● **What is being asked**
Copy out the records word for word, from the first line through the line that contains "[[363, 193], [85, 183]]", and leave the pictures out of your copy.

========

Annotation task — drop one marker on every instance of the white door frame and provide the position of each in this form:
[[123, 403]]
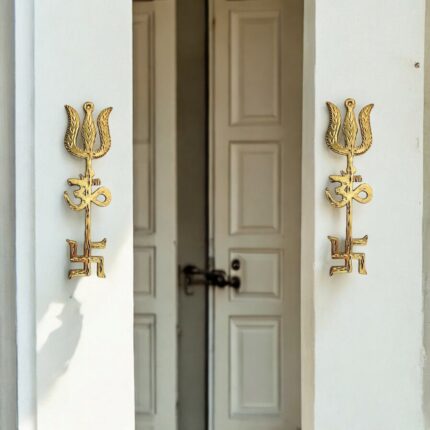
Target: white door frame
[[8, 407]]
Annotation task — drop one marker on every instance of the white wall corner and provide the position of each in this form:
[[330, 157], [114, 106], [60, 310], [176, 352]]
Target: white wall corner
[[367, 331]]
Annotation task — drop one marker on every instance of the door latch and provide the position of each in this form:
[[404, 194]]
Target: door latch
[[218, 278]]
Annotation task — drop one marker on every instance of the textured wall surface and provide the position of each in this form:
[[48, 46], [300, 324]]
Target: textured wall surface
[[363, 335], [426, 222], [84, 333]]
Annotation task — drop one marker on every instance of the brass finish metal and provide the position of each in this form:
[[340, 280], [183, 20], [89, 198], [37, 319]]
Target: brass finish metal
[[363, 193], [85, 183]]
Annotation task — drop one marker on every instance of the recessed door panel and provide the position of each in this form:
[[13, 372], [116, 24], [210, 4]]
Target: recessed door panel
[[254, 185], [254, 63], [254, 355], [155, 265], [256, 214]]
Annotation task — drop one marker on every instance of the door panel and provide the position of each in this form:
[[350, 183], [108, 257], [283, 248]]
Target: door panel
[[256, 108], [155, 277]]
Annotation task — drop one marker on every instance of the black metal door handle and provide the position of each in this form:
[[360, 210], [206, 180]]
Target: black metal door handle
[[217, 278]]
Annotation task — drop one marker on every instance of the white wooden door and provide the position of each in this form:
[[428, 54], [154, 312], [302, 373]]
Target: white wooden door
[[155, 297], [256, 180]]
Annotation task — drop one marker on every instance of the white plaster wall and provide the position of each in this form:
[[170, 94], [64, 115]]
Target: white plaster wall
[[362, 335], [7, 221], [84, 362], [426, 222]]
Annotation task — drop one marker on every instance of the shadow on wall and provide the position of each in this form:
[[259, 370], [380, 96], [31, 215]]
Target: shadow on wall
[[73, 315]]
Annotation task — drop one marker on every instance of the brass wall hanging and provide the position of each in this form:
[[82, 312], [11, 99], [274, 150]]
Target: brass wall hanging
[[346, 191], [85, 183]]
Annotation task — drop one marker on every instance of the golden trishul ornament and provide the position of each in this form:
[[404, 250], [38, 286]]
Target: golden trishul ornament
[[85, 183], [362, 193]]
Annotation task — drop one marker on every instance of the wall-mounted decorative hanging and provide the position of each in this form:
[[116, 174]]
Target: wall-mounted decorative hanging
[[85, 194], [346, 192]]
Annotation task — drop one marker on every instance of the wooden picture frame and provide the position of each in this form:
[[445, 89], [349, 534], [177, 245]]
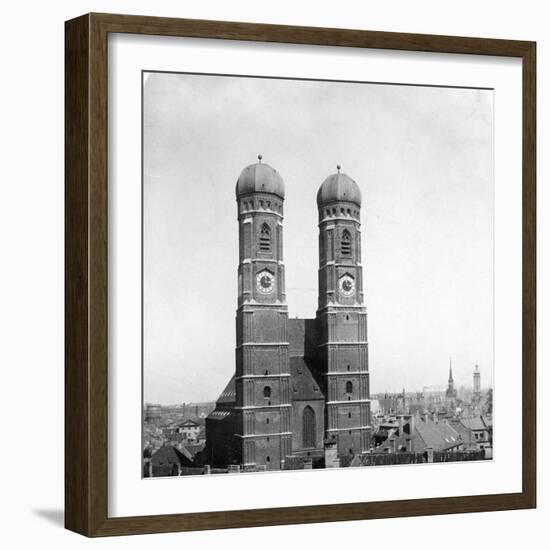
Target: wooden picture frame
[[86, 283]]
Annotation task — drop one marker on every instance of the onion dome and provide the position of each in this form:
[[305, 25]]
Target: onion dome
[[260, 178], [338, 187]]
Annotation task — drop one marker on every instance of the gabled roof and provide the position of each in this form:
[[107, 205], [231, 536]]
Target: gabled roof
[[168, 454], [474, 423], [438, 435], [228, 395], [189, 423]]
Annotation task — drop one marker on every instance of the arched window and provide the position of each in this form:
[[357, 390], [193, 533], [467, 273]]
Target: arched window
[[345, 244], [265, 238], [308, 427]]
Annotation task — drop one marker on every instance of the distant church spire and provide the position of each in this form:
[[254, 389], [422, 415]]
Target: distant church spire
[[451, 391]]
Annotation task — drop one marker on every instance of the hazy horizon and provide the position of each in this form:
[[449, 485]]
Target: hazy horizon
[[423, 158]]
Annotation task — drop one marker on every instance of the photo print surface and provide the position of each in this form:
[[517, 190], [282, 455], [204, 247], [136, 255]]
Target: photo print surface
[[317, 274]]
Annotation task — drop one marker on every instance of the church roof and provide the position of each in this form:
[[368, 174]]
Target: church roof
[[338, 187], [304, 385], [260, 178], [301, 337], [228, 395]]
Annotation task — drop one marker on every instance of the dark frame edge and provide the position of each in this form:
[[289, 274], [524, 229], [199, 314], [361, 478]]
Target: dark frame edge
[[529, 272], [77, 154], [86, 244]]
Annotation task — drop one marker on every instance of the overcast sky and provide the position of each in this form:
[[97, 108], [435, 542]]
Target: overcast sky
[[423, 158]]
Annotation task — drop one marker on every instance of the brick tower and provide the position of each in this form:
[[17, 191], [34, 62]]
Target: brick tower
[[262, 381], [342, 317]]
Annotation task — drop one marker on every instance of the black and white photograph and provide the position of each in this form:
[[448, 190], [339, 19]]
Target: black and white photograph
[[317, 274]]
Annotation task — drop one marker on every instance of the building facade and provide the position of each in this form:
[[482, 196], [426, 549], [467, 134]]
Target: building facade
[[299, 384]]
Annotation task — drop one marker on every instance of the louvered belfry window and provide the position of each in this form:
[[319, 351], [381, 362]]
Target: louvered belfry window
[[308, 427], [346, 243], [265, 238]]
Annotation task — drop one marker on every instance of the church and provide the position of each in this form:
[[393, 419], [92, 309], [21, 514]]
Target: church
[[301, 386]]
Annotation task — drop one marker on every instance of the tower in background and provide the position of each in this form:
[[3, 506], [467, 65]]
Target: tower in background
[[451, 390], [477, 383]]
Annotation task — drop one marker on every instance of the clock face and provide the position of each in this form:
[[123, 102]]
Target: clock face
[[346, 285], [265, 281]]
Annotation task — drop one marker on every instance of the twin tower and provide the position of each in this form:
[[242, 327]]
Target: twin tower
[[301, 386]]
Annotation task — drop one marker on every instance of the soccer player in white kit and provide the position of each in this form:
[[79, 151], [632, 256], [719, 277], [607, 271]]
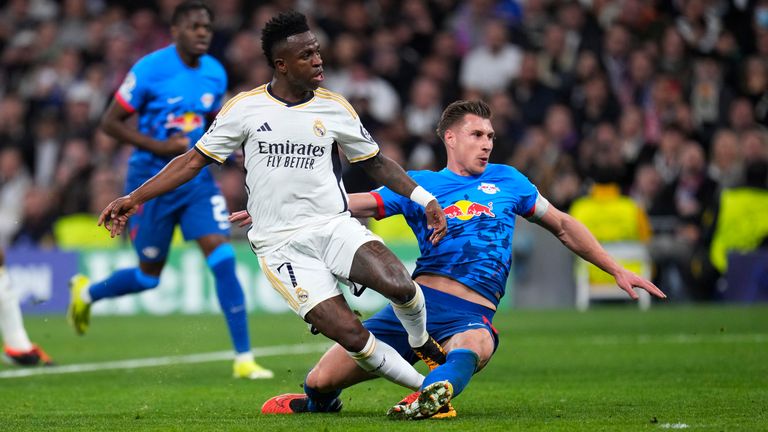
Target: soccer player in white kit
[[18, 349], [291, 131]]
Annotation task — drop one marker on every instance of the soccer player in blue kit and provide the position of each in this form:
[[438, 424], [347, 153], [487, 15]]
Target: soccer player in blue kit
[[464, 276], [173, 90]]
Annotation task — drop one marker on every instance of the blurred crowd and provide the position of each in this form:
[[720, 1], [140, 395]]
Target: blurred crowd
[[666, 99]]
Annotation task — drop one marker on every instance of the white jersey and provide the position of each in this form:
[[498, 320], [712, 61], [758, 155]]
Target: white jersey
[[293, 171]]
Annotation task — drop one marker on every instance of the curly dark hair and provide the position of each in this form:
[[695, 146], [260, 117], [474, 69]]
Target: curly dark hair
[[188, 6], [279, 28]]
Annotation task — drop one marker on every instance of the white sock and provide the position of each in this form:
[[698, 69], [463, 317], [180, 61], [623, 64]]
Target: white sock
[[85, 295], [413, 316], [11, 324], [381, 359], [243, 357]]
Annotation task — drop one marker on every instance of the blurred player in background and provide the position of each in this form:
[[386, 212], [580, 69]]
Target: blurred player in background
[[464, 276], [173, 90], [18, 349], [291, 131]]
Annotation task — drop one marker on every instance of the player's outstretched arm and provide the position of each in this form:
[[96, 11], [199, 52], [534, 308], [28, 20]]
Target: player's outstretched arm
[[113, 122], [178, 171], [363, 205], [576, 237], [389, 173]]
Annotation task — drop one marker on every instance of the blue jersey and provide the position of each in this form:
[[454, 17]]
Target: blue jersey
[[170, 97], [480, 211]]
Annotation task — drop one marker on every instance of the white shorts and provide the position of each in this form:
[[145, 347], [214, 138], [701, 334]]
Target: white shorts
[[304, 271]]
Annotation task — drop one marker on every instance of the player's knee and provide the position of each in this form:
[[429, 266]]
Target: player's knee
[[402, 287], [147, 281], [354, 338], [483, 349]]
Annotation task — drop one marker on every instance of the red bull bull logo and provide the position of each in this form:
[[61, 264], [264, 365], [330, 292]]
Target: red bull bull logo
[[465, 210], [185, 123]]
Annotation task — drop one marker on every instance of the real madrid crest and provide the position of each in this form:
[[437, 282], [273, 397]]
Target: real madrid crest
[[302, 295], [319, 128]]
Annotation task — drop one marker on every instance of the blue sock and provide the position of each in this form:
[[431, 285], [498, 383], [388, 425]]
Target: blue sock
[[459, 366], [320, 402], [123, 282], [230, 294]]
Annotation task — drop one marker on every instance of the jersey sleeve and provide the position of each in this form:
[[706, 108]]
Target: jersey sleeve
[[134, 92], [222, 90], [529, 197], [224, 136], [357, 144], [388, 203]]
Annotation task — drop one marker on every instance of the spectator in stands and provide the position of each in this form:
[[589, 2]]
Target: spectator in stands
[[38, 217], [755, 87], [530, 95], [725, 165], [493, 65], [680, 205], [14, 183]]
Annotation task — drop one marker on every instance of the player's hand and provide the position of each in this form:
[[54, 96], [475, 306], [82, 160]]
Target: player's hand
[[436, 221], [626, 280], [115, 216], [241, 216], [175, 145]]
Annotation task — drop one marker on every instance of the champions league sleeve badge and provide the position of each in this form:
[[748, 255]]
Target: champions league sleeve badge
[[488, 188], [319, 128]]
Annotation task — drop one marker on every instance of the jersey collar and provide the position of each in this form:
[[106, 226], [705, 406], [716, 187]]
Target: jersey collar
[[284, 102]]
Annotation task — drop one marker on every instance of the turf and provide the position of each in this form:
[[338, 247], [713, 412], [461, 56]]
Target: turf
[[613, 368]]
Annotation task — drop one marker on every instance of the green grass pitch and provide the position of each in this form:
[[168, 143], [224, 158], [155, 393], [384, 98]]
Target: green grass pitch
[[612, 369]]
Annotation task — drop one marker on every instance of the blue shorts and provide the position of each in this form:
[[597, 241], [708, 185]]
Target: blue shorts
[[447, 315], [197, 207]]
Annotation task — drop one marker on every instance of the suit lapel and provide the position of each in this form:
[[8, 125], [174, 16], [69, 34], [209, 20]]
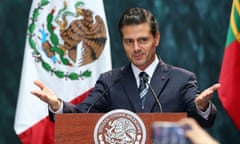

========

● **Final answer**
Annotation task — drop one marker on every instance of the white door frame and provide the position of each in this form:
[[123, 403]]
Target: white door frame
[[8, 407]]
Annotation task — drop one marker on every instance of the white wall corner and provide the position of each in this form:
[[330, 157], [114, 106], [60, 310], [176, 352]]
Target: white wall corner
[[367, 331]]
Annotation task — drop one marker on every instance of the door latch and provide the position of each in this form:
[[404, 194]]
Target: door latch
[[218, 278]]
Annotation task — drop one marker on every instance of the textured wall surface and provide the position of each in this form:
[[48, 46], [300, 324]]
Target: textured wall surface
[[363, 335], [426, 222], [84, 333]]
Annotation task — drop one marker on every instance of the brass finish metal and provide the position of each in this form:
[[340, 280], [183, 20], [89, 198], [37, 319]]
Target: brass finish metal
[[363, 193], [85, 183]]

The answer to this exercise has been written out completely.